**Extrait retenu**
========================================================================
« Il faut voter pour Fillon à la primaire de la droite », argumentait récemment un ami.

« Ah oui ? Pourquoi ? »

« En votant pour Fillon, tu écartes Sarkozy. Fillon, c’est le seul candidat qui incarne la droite modérée et qui peut faire le poids contre l’extrême droite. »

Ainsi, devrais-je voter pour un candidat avec qui je n’ai pas de lien pour empêcher un autre de faire barrage à un troisième ?

Ces stratégies sont intégrées dans les calculs des hommes politiques. Les manigances souterraines, les reports de voix, les consignes de vote, les réseaux d’influence, les arrangements personnels.

Chaque période électorale est marquée de petites phrases assassines, de ralliements imprévisibles, de trahisons shakespeariennes. Si elles semblent intégrées au paysage, elles marquent aussi les limites de notre démocratie.

 « Et si ni l’un ni l’autre ne me convient ? »

 « Alors, votez pour le moins pire ! Vous n’allez tout de même pas voter blanc, ça serait faire le jeu du FN ! »

  « Pourtant, il me semblait que le vote blanc était un vote d’expression. Voter blanc signifie qu’on est concerné par l’élection, mais qu’aucun candidat ne porte nos valeurs. »
========================================================================
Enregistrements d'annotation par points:

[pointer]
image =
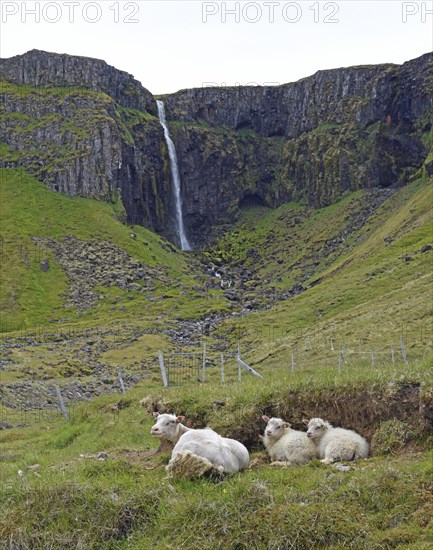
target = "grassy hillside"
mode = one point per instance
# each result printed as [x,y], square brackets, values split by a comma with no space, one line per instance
[33,217]
[365,271]
[81,297]
[58,491]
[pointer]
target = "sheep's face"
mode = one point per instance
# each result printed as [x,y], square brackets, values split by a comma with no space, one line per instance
[275,427]
[167,426]
[317,428]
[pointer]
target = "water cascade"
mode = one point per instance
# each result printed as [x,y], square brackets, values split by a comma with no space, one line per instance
[184,244]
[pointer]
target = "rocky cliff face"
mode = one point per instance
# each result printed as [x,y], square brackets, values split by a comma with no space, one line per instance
[38,68]
[338,130]
[88,129]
========================================================================
**Consigne**
Énumérez tout ce que l'extrait sur le vote cite dans la phrase qui suit « Ces stratégies sont intégrées dans les calculs des hommes politiques. » Seul l'extrait sert de référence.

**Résultat produit**
- les manigances souterraines
- les reports de voix
- les consignes de vote
- les réseaux d'influence
- les arrangements personnels